• **Study material**
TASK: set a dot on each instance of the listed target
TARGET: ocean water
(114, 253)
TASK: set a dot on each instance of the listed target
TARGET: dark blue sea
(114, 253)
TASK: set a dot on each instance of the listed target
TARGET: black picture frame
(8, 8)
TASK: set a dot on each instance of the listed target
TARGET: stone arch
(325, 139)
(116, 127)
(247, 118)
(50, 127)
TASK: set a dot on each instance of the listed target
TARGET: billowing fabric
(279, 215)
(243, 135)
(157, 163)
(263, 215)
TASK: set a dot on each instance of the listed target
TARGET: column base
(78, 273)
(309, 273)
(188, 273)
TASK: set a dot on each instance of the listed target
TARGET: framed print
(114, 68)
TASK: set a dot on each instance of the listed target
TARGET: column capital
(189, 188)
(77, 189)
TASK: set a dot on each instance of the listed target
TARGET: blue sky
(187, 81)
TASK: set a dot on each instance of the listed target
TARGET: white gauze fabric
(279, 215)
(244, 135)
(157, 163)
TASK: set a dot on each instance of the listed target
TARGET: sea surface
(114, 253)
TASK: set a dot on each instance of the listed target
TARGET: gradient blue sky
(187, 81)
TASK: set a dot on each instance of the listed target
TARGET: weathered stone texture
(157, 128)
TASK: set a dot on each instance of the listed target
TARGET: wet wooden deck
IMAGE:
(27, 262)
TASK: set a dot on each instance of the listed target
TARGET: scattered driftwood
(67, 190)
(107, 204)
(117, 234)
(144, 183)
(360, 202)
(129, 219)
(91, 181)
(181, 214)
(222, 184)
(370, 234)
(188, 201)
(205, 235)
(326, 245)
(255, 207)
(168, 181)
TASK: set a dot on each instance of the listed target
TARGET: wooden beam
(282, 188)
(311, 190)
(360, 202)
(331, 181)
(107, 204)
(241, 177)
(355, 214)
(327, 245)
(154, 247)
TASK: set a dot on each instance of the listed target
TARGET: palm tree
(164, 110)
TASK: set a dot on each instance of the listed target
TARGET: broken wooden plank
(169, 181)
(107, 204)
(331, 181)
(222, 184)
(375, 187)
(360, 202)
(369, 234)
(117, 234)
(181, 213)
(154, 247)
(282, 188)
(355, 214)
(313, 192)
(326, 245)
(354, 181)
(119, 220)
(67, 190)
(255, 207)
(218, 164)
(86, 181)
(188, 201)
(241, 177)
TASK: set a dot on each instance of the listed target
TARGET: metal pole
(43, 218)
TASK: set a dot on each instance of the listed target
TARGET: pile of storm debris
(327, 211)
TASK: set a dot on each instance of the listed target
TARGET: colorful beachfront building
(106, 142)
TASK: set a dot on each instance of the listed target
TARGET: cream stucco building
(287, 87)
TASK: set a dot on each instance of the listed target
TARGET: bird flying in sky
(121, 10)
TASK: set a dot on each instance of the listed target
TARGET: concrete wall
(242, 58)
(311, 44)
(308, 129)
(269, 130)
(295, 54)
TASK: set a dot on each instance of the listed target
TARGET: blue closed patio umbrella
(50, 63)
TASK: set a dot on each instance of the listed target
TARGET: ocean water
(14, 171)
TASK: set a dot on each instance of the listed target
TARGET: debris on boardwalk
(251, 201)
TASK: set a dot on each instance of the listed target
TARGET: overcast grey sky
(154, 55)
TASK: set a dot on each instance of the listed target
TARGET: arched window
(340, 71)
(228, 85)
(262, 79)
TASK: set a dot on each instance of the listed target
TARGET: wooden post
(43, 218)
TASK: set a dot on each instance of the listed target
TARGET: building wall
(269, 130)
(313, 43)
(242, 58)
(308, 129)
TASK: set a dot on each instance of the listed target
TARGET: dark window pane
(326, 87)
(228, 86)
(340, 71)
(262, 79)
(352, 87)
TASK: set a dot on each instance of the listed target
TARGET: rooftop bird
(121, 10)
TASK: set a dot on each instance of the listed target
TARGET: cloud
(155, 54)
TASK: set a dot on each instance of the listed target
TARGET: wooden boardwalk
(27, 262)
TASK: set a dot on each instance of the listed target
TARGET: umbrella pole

• **Problem statement**
Print every line of the records exactly. Omit nothing.

• **Answer for this exercise**
TASK: set a dot on each instance of the listed target
TARGET: ocean water
(114, 253)
TASK: set a dot on each instance of the listed target
TARGET: dark blue sea
(114, 253)
TASK: set a dot on each instance of the listed target
TARGET: black picture frame
(8, 8)
TASK: set a dot on each instance of the listed target
TARGET: stone arch
(325, 139)
(116, 127)
(247, 118)
(50, 127)
TASK: set a dot on each instance of the listed target
TARGET: billowing fabric
(279, 215)
(243, 135)
(157, 163)
(263, 215)
TASK: set a dot on each instance of the listed target
TARGET: column base
(78, 273)
(309, 273)
(188, 273)
TASK: set a dot on each instance of the listed target
TARGET: framed print
(114, 68)
TASK: set a dot on each instance of the listed target
TARGET: column capital
(189, 188)
(77, 189)
TASK: set a dot on each instance of the listed target
TARGET: blue sky
(187, 81)
TASK: set a dot on each instance of the listed target
TARGET: white gauze fabric
(279, 215)
(244, 135)
(157, 163)
TASK: set a dot on each instance of the listed target
TARGET: sea surface
(114, 253)
TASK: set a dot on each instance of the listed target
TARGET: gradient blue sky
(187, 81)
TASK: set a dot on each instance of the listed target
TARGET: weathered stone texture
(157, 128)
TASK: set a dot on each instance of the listed target
TARGET: wet wooden deck
IMAGE:
(27, 262)
TASK: set a dot on each instance of the listed target
TARGET: scattered driftwood
(67, 190)
(107, 204)
(117, 234)
(144, 183)
(360, 202)
(129, 219)
(91, 181)
(181, 214)
(222, 184)
(370, 234)
(188, 201)
(205, 235)
(326, 245)
(255, 207)
(168, 181)
TASK: set a dot on each instance of the listed target
TARGET: wooden beam
(282, 188)
(311, 190)
(360, 202)
(331, 181)
(107, 204)
(241, 177)
(355, 214)
(327, 245)
(154, 247)
TASK: set a dot on each instance of the listed target
TARGET: palm tree
(164, 110)
TASK: set a dot on each instance of the listed target
TARGET: broken wooden plank
(169, 181)
(107, 204)
(331, 181)
(222, 184)
(375, 187)
(360, 202)
(369, 234)
(117, 234)
(181, 213)
(154, 247)
(282, 188)
(355, 214)
(313, 192)
(326, 245)
(354, 181)
(119, 220)
(67, 190)
(255, 207)
(218, 164)
(86, 181)
(188, 201)
(241, 177)
TASK: set a dot on each instance of the listed target
TARGET: metal pole
(43, 218)
TASK: set a dot on each instance of the listed target
TARGET: pile of storm debris
(327, 211)
TASK: set a dot on each instance of the listed target
TARGET: colorful beachfront building
(106, 142)
TASK: set a dot on each instance of the listed target
TARGET: cream stucco building
(287, 87)
TASK: set a dot on each instance of the listed target
TARGET: bird flying in sky
(121, 10)
TASK: set a dot on each instance of the listed target
TARGET: concrete wall
(242, 58)
(311, 44)
(308, 129)
(269, 130)
(295, 54)
TASK: set a dot on each instance of the listed target
TARGET: blue closed patio umbrella
(50, 63)
TASK: set a dot on each instance of the listed target
TARGET: ocean water
(14, 171)
TASK: set a dot on each instance of the listed target
TARGET: debris on boardwalk
(251, 201)
TASK: set a dot on each instance of the listed target
TARGET: overcast grey sky
(154, 55)
TASK: set a dot on each instance of the listed target
TARGET: arched window
(340, 71)
(228, 85)
(262, 79)
TASK: set a dot on each instance of the listed target
TARGET: wooden post
(43, 218)
TASK: set a dot on each instance of the listed target
TARGET: building wall
(269, 130)
(313, 43)
(242, 58)
(308, 129)
TASK: set a dot on each instance of the listed target
TARGET: dark window pane
(326, 87)
(228, 86)
(340, 71)
(262, 79)
(352, 87)
TASK: set a dot on each instance of the listed target
TARGET: rooftop bird
(121, 10)
TASK: set a dot on each instance of the listed target
TARGET: cloud
(155, 54)
TASK: set a dot on each instance of the listed target
TARGET: wooden boardwalk
(27, 262)
TASK: set a dot on each instance of the listed target
TARGET: umbrella pole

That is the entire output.